[EXTRACT TO READ Boundary: Start]

To begin with, we first create the event processor and add the action listeners to the applet, with the following code added to the init method of the applet:

eventProcessor = new EventProcessor(this);
addKeyListener(this);
addMouseListener(this);
addFocusListener(this);


Notice also that our main class implements all of the associated listener interfaces and the EventProcessable interface, so this class will provide methods for both receiving and processing event messages. The next thing to be aware of is in the start method of this class, where we have the following code:

isFocused = isFocusOwner();


We use the variable isFocused to hold the current state of focus—if we have the focus or not. In the start method, this is initialized from the applet component method isFocusOwner. Originally, we used the method requestFocus to ask for the focus, but this method cannot be trusted to transfer the focus to our applet component as it behaves differently on different platforms (where its action is said to be platform-dependent). So with this, we just set the focus to the current state so we know for certain if we have the focus or not, and then rely on focus listeners from there. If the applet is not focused to begin with, the user will be alerted of this fact as we show them a different screen (telling them to click on the applet to get focus back to the HotSpot screen). Many applets will start up with an introduction screen that requires the user to click on the applet to begin, which is really a hidden way of getting them to give the applet the focus. The next thing to look at is the event listener methods and how they are implemented; take the following lines of code that can be found in the main applet class:

public void keyPressed(KeyEvent e) { eventProcessor.addEvent(e); }
public void focusGained(FocusEvent e) { eventProcessor.addEvent(e); }


This is where our events come in from the Event Dispatch Thread, and we simply add them to the new "all-purpose" event processor. We could make the EventProcessor implement all of the event listeners itself and just add events straight into the event list itself, but that's only if we want all events of a given type (e.g., all mouse events, all mouse motion events, all key events, etc.) to be added and not just a selection of types. For example, here we only add key pressed and key released events but don't bother with key typed events, so we can select what needs to be processed ourselves, but there would be no harm in adding such functionality to the EventProcessor class also. When the events are processed in the main loop, each event is handled in the handleEvent method defined by the EventProcessable interface that the main applet implements, adding itself to the EventProcessor object, eventProcessor, when it was creating in the applet's init method. Here is the handleEvent method:

public void handleEvent(AWTEvent e)

[EXTRACT TO READ Boundary: End]
[MATERIAL PROVIDED Boundary: Start]

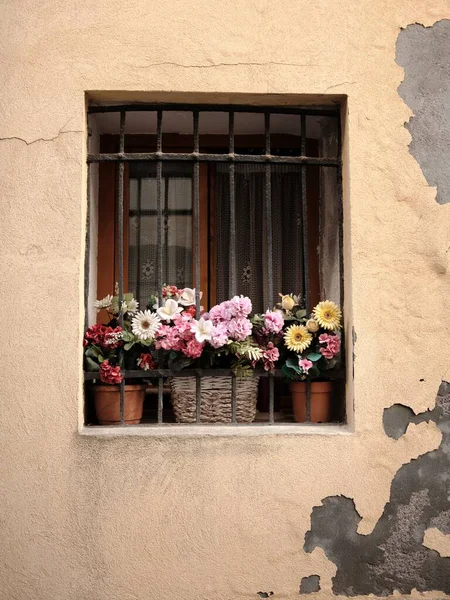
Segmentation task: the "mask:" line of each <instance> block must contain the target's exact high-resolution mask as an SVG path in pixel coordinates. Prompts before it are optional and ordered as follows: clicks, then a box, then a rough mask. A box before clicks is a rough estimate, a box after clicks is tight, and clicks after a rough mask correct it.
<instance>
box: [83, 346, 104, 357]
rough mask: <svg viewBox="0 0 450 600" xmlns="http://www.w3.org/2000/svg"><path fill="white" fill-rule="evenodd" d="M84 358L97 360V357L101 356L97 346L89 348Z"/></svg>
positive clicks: (86, 351)
mask: <svg viewBox="0 0 450 600" xmlns="http://www.w3.org/2000/svg"><path fill="white" fill-rule="evenodd" d="M85 356H86V357H88V358H98V357H99V356H103V353H102V351H101V350H100V348H99V347H98V346H89V348H88V349H87V350H86V352H85Z"/></svg>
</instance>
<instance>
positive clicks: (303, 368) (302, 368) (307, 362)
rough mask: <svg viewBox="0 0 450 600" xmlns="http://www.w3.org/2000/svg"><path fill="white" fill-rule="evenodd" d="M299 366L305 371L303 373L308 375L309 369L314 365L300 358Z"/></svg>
mask: <svg viewBox="0 0 450 600" xmlns="http://www.w3.org/2000/svg"><path fill="white" fill-rule="evenodd" d="M298 366H299V367H300V368H301V369H302V370H303V373H308V371H309V369H310V368H311V367H312V366H313V364H312V362H311V361H310V360H308V359H307V358H300V357H299V359H298Z"/></svg>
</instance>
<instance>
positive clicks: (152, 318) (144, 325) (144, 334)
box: [131, 310, 161, 340]
mask: <svg viewBox="0 0 450 600" xmlns="http://www.w3.org/2000/svg"><path fill="white" fill-rule="evenodd" d="M160 324H161V320H160V318H159V317H158V315H156V314H155V313H152V312H150V311H149V310H144V311H141V312H138V313H137V315H135V316H134V317H133V320H132V321H131V329H132V330H133V333H134V335H135V336H136V337H137V338H139V339H140V340H149V339H152V338H154V337H155V333H156V332H157V331H158V329H159V326H160Z"/></svg>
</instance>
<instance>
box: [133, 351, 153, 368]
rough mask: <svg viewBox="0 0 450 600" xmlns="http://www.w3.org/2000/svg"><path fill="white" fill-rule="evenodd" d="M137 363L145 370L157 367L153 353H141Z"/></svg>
mask: <svg viewBox="0 0 450 600" xmlns="http://www.w3.org/2000/svg"><path fill="white" fill-rule="evenodd" d="M137 363H138V365H139V366H140V368H141V369H144V371H150V370H152V369H155V368H156V365H155V363H154V362H153V357H152V355H151V354H141V356H140V357H139V358H138V360H137Z"/></svg>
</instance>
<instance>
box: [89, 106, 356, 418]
mask: <svg viewBox="0 0 450 600" xmlns="http://www.w3.org/2000/svg"><path fill="white" fill-rule="evenodd" d="M134 111H139V112H144V111H151V112H156V115H157V127H156V151H155V152H145V153H132V152H125V122H126V117H127V113H130V112H134ZM170 111H183V112H184V111H189V112H191V113H192V120H193V151H192V152H183V153H180V152H164V148H163V117H164V114H165V113H167V112H170ZM200 112H218V113H219V112H220V113H224V112H227V113H228V153H220V154H218V153H208V152H201V151H200V136H199V113H200ZM98 113H119V114H120V136H119V137H120V143H119V152H116V153H107V154H106V153H97V154H94V153H90V152H89V150H88V155H87V163H88V186H87V187H88V194H89V189H90V185H89V182H90V166H91V165H92V164H93V163H105V162H115V163H118V166H119V169H118V201H117V211H118V290H119V305H121V303H122V299H123V295H124V167H125V163H130V162H136V161H153V162H156V196H157V201H156V211H157V248H158V260H157V287H158V293H159V294H160V297H159V300H160V301H161V300H162V297H161V289H162V286H163V283H164V282H163V252H162V239H163V201H162V180H163V164H164V163H165V162H169V161H170V162H172V161H182V162H188V163H192V165H193V238H194V242H193V252H194V259H195V290H196V296H195V306H196V316H197V318H199V315H200V296H199V291H200V254H199V247H200V218H199V217H200V212H199V211H200V206H199V186H200V170H199V168H200V163H202V162H206V163H226V164H228V174H229V189H230V192H229V202H230V206H229V211H230V265H231V266H230V293H231V295H234V294H235V293H236V288H237V284H236V281H237V276H236V269H235V268H234V265H235V252H236V191H235V165H236V163H253V164H255V163H257V164H261V165H265V169H264V173H265V185H264V203H265V210H266V215H267V218H266V237H267V248H266V250H267V256H266V261H265V264H266V270H267V272H266V277H267V281H268V287H269V290H270V292H269V303H270V305H273V304H274V301H275V299H274V298H273V297H272V296H273V291H272V290H273V285H272V283H273V255H272V243H273V233H272V219H271V210H272V202H271V166H272V165H276V164H287V165H299V166H300V167H301V189H300V202H301V215H302V224H303V225H302V227H303V283H304V288H303V289H304V294H305V298H306V310H307V312H308V313H309V312H310V309H311V306H310V305H309V304H310V281H309V277H310V274H309V266H308V265H309V261H308V252H309V249H308V210H307V196H306V194H307V186H306V169H307V166H308V165H316V166H319V167H331V168H333V169H335V172H336V189H337V200H338V203H339V205H338V214H339V270H340V303H341V307H342V306H343V300H344V286H343V227H342V225H343V206H342V156H341V154H342V153H341V129H340V107H339V106H336V107H325V108H320V107H307V108H299V107H286V106H272V107H260V106H246V105H244V106H242V105H221V104H219V105H213V104H205V105H203V104H202V105H185V104H183V105H181V104H132V105H122V106H117V105H113V106H90V107H89V108H88V116H89V115H94V114H98ZM236 113H261V114H263V115H264V139H265V151H264V153H261V154H255V153H252V154H240V153H238V152H236V150H235V114H236ZM273 114H285V115H296V116H297V117H298V119H299V120H300V125H301V134H300V135H301V144H300V147H301V152H300V155H298V156H293V155H291V154H289V153H286V154H280V153H277V154H276V155H274V154H272V153H271V129H270V122H271V115H273ZM307 117H329V118H331V119H335V122H336V130H337V152H336V156H335V157H332V158H329V157H321V156H308V155H307V151H306V140H307V134H306V119H307ZM89 205H90V202H89V197H88V207H89ZM88 219H89V215H88ZM88 237H89V236H88ZM87 242H88V243H87V250H86V252H87V258H86V261H85V271H86V274H85V280H86V290H85V301H86V315H87V298H88V290H87V288H88V281H89V273H88V270H89V258H88V255H89V239H88V240H87ZM86 325H87V322H86ZM120 325H122V326H123V315H122V314H121V315H120ZM342 337H343V339H342V355H344V348H345V343H344V332H343V333H342ZM344 362H345V357H344V356H342V363H343V364H344ZM122 374H123V376H124V378H123V379H122V382H121V384H120V424H121V425H122V426H125V425H126V424H125V421H124V393H125V392H124V388H125V378H126V379H127V380H130V379H135V380H141V381H144V380H150V379H152V380H153V381H154V380H155V379H156V378H157V380H158V405H157V406H158V407H157V422H156V423H155V425H159V426H162V425H171V426H172V425H174V423H166V422H164V421H163V381H164V378H167V377H177V376H182V377H186V376H192V377H195V378H196V423H197V424H201V423H200V417H201V378H202V376H204V375H208V376H223V375H231V376H232V379H231V381H232V389H231V413H232V418H231V425H233V426H237V425H238V423H237V422H236V378H235V376H234V374H233V372H232V371H231V370H227V369H208V370H203V371H202V370H201V369H185V370H182V371H181V372H173V371H170V370H168V369H156V370H153V371H142V370H132V371H129V370H123V371H122ZM258 375H259V376H260V377H265V378H268V379H269V418H268V421H267V422H265V423H261V422H258V423H255V424H254V425H273V424H274V422H275V421H274V377H281V376H282V373H281V371H275V372H264V371H261V372H259V373H258ZM336 378H337V379H340V380H341V381H343V380H344V378H345V374H344V369H342V370H341V372H340V374H338V375H337V376H336ZM95 379H98V374H96V373H92V372H86V373H85V381H92V380H95ZM306 395H307V402H306V422H310V421H311V387H310V383H309V382H307V394H306ZM146 425H151V424H146ZM126 426H127V427H136V425H126Z"/></svg>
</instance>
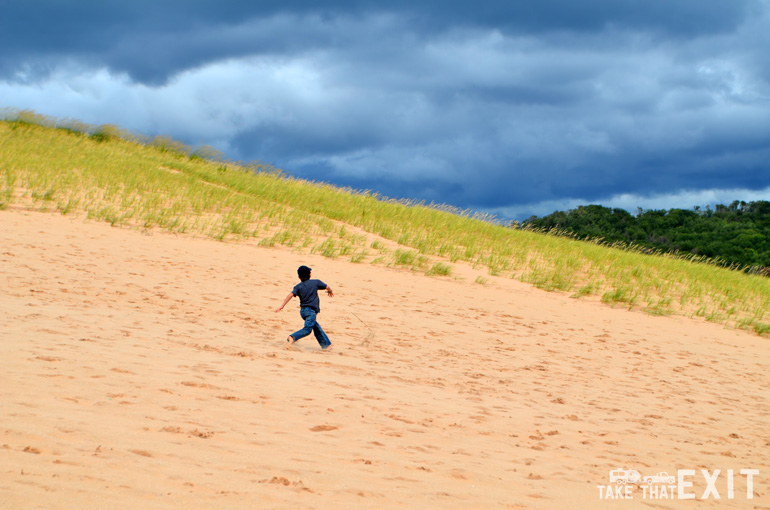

[MATERIAL PROVIDED Boundary: End]

### APPLY WHAT YOU READ
1 > Which three listeners does the applet event-handling text add to the applet in its init method?
2 > Continue the applet event-handling text from where it stops.

### RESULTS
1 > A key listener (addKeyListener), a mouse listener (addMouseListener) and a focus listener (addFocusListener).

2 >
 {
 switch(e.getID())
 {
 case KeyEvent.KEY_PRESSED:
 System.out.println("Key Pressed");
 animator.handleKeyPressed((KeyEvent)e);
 break;
 case KeyEvent.KEY_RELEASED:
 System.out.println("Key Released");
 animator.handleKeyReleased((KeyEvent)e);
 break;
 case MouseEvent.MOUSE_PRESSED:
 System.out.println("Mouse Pressed");
 break;
 case FocusEvent.FOCUS_LOST:
 System.out.println("Focus Lost");
 handleFocusLost();
 break;
 case FocusEvent.FOCUS_GAINED:
 System.out.println("Focus Gained");
 handleFocusGained();
 break;
 }
 }


As you can see, the key handling methods of the animator object are called appropriately. The methods handleFocusLost and handleFocusGained are called when their respective focus events are sent to us. The method handleFocusGained simply sets the isFocused variable to true. However, we also need to handle the keyStates array of the animator object for the handleFocusLost method, as well as set the isFocused variable to false.

public void handleFocusLost()
{
 isFocused = false;
 animator.resetAllKeyStates();
}


This method, as seen in the Animator class, sets all elements of the keyStates array to false, so now we don't have the problem of the HotSpot object moving along its given vector when the applet loses focus and the key is released.